Work required: Print every line of the material below verbatim, with no additions or changes.

Listed entries:
▽

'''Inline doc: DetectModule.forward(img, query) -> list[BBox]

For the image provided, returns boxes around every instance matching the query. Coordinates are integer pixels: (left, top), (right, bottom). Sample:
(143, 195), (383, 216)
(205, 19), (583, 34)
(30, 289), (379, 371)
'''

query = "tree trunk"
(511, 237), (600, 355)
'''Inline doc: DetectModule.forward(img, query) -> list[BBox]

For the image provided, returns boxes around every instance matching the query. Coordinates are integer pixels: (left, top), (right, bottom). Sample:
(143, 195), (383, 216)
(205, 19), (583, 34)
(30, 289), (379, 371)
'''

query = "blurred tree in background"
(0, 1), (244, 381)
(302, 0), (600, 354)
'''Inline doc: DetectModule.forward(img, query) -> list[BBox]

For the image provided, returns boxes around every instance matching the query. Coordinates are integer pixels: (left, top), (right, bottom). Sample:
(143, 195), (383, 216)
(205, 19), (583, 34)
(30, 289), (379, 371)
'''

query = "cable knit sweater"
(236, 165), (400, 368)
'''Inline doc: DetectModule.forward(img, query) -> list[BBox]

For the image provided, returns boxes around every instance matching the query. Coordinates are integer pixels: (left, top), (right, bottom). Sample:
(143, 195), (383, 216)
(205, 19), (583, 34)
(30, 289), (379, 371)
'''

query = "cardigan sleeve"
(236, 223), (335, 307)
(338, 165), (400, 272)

△

Answer for the task:
'''Inline doc: DetectModule.forward(img, query) -> list[BBox]

For the image provided, returns boxes around every instance matching the query. Coordinates are integer pixels: (left, top), (right, bottom). Sample:
(143, 195), (383, 216)
(205, 19), (583, 34)
(30, 289), (379, 371)
'''

query = "tree trunk"
(511, 237), (600, 355)
'''Inline doc: DetectModule.forward(img, query) -> list[BBox]

For the image provided, returns boxes around every instance matching the query. Coordinates are integer pixels: (left, top), (right, bottom). Sample:
(143, 195), (383, 216)
(205, 19), (583, 34)
(30, 289), (379, 371)
'''

query = "blurred tree in background"
(0, 1), (244, 381)
(302, 0), (600, 354)
'''Inline doc: DetectModule.forward(img, query) -> list[BBox]

For the image provided, returns boxes around every instance matching the query. Coordinates are integer pixels: (left, top), (right, bottom). Sample:
(143, 195), (383, 216)
(205, 19), (583, 34)
(30, 289), (379, 371)
'''

query = "cable knit sweater"
(236, 165), (400, 368)
'''Inline doc: DetectModule.forward(img, query) -> list[BBox]

For the image provided, returns boxes around every instance matching the query. Coordinates are integer pixels: (left, top), (right, bottom). Sample:
(143, 195), (383, 216)
(205, 19), (583, 34)
(30, 289), (379, 371)
'''

query = "cardigan sleeve"
(236, 223), (335, 307)
(338, 165), (400, 272)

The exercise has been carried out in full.